#### [Selected excerpt]
Little luke looks like he's finished and dbs thinking I can feel a think lol

Well done to all who competed seemed a relaxed atmosphere and friendly!!


----------



## Littleluke (Nov 21, 2005)

Baz is still in shock and is confused why they call me littleluke! lol..

On a serious note.. Us lot always have a laugh at shows as it calms nerves and makes the day go faster! Especially when Baz found out he was on last. All in all it was a real good day.


----------



## LOCUST (May 4, 2006)

Looks like a good day guys, bet it took the nerves away, just having a laugh and stuff.


----------



## DB (Oct 31, 2003)

Littleluke said:


> Baz is still in shock and is confused why they call me littleluke! lol..
> 
> On a serious note.. Us lot always have a laugh at shows as it calms nerves and makes the day go faster! *Especially when Baz found out he was on last. All in all it was a real good day*.


yeah! Pob was running around trying to find me and i was mincing about out the front on my phone! lol went back stage they were all panicing saying 5 misn till i was on! lol 

We did have a proper laugh at that show! much more fun than the finals.. everyone is too tense there!

#### [Supplied material]

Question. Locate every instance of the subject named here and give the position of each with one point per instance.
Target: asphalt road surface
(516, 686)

#### [Assigned task 1]
In the forum thread about the show, what reason does Littleluke give for the group always having a laugh at shows?
#### [Assigned task 2]
Can you carry the forum thread about the show forward from the point where it stops?
You won't need any of the data.

#### [Response 1]
It calms nerves and makes the day go faster.

#### [Response 2]
----------



## carly (Mar 8, 2008)

DB said:


> yeah! Pob was running around trying to find me and i was mincing about out the front on my phone! lol went back stage they were all panicing saying 5 misn till i was on! lol
> 
> We did have a proper laugh at that show! much more fun than the finals.. everyone is too tense there!


yeh I 2nd that!! was a fab day and had a great laugh, was sooooo good to see you all again, your all fab xxxxxxxxxxxxxxxxxxxxxxxxxxxxxxxxxxxxxxxxxxxxxxxxxxxxxxxxxxxxxxxxxxxx:thumb:


----------



## DB (Oct 31, 2003)

who is going to the stars on the 9th?

I'll be there I think.. should be about 10-15kg heavier than the Hercules


----------



## martinmcg (Jun 30, 2007)

will be there team bio got a couple off lads in show should be nicely into rebound course then:beer:


----------



## Magic Torch (May 30, 2005)

Yup i'll be there dude  gotta check out the competition!


----------



## DB (Oct 31, 2003)

Magic Torch said:


> Yup i'll be there dude  gotta check out the competition!


good pick me up on route! 

we'll hit krispy kreme's on the way!


----------



## Magic Torch (May 30, 2005)

DB said:


> good pick me up on route!
> 
> we'll hit krispy kreme's on the way!


Haha still have the sign as my phone screen saver......ahhh krispy kreams!


----------



## Guest (Oct 29, 2008)

ill be there if i can find my way from greenwich... cant wait


----------



## hackskii (Jul 27, 2003)

What an Awesome thread, those pics are awesome.

Looks like you guys had a great time.

That would be really fun back stage.

How come they dont spray on the tan?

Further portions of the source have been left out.